─── INPUT MATERIAL
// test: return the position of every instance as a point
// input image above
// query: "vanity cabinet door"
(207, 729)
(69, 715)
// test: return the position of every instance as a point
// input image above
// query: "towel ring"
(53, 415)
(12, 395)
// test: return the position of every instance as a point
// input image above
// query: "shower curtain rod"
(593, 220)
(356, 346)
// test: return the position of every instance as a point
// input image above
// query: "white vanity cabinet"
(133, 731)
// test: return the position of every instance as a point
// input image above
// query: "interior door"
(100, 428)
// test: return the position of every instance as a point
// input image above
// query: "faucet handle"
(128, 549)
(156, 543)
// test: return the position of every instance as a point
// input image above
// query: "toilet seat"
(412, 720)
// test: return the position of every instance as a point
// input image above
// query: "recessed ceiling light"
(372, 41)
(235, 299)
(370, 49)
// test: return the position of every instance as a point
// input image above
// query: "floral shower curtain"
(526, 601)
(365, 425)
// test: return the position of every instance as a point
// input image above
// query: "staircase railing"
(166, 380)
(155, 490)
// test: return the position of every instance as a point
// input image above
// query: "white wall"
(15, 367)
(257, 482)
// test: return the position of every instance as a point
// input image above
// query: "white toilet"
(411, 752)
──────
─── INPUT MATERIAL
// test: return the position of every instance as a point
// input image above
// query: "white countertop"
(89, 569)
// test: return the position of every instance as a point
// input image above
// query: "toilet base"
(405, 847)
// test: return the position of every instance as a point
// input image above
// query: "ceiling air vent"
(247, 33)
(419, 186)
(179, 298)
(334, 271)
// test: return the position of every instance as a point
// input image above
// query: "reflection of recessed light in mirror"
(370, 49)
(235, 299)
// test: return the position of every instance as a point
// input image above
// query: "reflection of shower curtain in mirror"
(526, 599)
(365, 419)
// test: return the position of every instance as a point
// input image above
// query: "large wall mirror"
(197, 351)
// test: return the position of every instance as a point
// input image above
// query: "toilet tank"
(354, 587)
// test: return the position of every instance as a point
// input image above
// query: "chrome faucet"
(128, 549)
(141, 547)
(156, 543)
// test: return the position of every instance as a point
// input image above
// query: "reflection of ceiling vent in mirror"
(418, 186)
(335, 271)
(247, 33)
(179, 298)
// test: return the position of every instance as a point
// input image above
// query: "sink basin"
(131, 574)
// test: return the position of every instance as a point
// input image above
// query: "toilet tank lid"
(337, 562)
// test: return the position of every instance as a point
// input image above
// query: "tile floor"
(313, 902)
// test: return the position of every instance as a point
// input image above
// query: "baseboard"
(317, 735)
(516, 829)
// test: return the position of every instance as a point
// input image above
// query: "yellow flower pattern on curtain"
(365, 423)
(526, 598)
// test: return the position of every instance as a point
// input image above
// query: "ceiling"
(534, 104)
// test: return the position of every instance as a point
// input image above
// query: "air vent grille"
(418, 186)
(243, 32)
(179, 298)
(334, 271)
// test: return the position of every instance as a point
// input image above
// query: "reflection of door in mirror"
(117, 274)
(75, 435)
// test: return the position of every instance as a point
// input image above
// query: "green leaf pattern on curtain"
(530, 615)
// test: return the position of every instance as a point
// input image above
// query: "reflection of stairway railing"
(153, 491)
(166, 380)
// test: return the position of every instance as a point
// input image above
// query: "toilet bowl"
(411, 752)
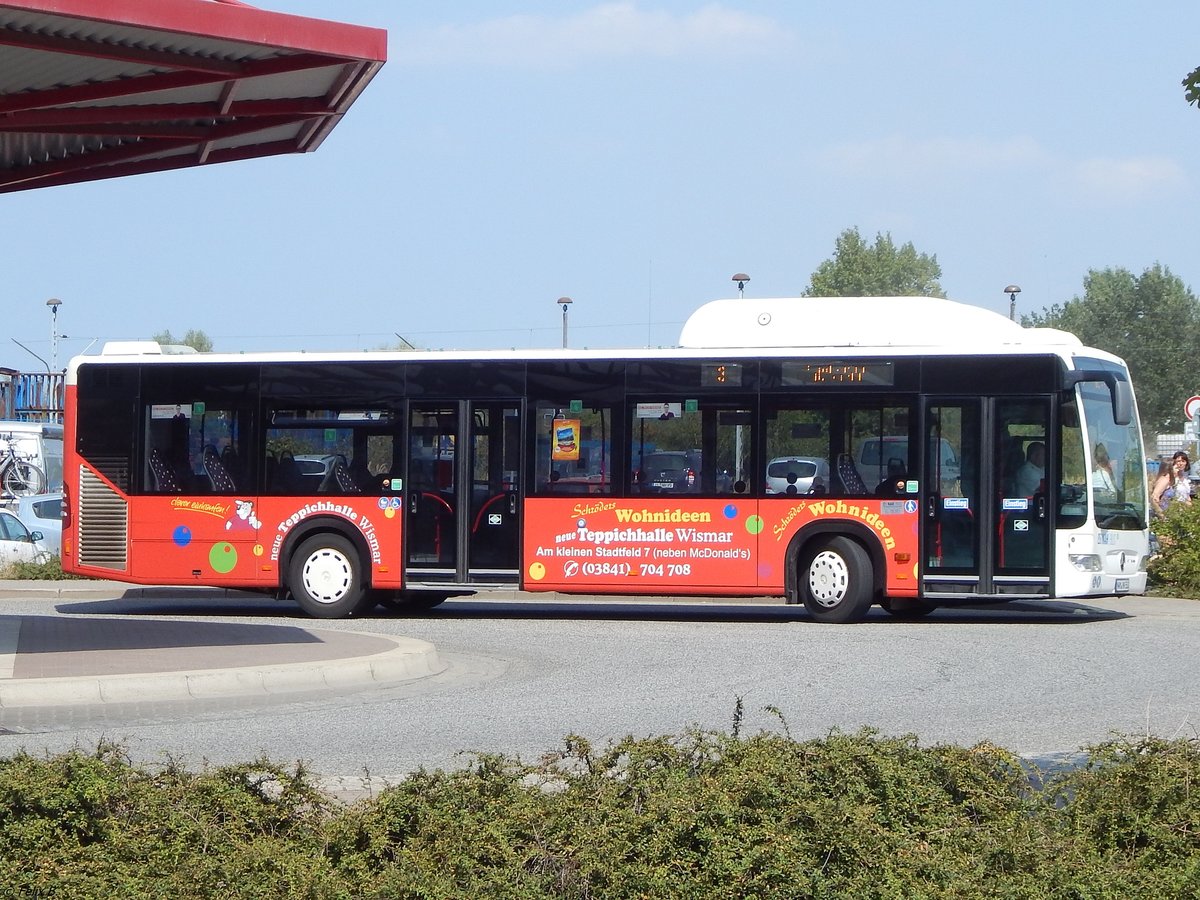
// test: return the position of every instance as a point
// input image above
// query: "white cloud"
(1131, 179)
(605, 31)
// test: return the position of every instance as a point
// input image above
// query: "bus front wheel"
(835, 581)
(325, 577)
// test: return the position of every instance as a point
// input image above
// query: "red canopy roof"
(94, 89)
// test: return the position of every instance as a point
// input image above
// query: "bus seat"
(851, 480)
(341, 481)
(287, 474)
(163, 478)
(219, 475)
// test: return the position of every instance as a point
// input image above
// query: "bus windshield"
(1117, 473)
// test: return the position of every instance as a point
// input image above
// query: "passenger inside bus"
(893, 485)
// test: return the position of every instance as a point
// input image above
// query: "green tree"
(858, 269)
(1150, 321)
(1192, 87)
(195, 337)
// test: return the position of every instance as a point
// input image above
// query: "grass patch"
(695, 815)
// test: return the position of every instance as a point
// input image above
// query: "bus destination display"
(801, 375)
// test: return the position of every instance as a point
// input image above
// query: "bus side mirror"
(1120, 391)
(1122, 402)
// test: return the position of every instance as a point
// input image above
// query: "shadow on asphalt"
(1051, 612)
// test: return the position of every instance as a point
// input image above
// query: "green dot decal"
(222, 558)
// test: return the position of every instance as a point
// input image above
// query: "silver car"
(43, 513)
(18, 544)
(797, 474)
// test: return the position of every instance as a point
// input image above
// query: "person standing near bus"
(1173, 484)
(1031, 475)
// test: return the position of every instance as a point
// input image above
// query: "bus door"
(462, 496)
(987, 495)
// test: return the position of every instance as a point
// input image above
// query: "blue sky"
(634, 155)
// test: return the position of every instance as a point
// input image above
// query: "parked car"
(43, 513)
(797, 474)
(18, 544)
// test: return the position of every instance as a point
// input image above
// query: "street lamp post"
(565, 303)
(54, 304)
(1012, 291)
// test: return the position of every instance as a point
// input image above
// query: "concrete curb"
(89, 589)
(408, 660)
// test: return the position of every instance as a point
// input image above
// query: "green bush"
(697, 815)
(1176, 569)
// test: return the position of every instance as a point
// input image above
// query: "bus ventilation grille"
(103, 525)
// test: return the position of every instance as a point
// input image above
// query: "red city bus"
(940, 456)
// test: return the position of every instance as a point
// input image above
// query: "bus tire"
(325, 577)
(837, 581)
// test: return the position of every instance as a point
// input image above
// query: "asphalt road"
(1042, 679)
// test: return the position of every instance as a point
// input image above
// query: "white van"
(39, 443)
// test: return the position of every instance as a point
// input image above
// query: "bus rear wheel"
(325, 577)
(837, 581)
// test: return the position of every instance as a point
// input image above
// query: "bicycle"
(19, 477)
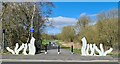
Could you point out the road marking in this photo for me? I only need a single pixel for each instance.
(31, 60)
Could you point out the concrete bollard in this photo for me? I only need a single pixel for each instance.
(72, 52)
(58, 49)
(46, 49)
──────
Count the lines in the data above that contain the word "green". Reply with the number alone.

4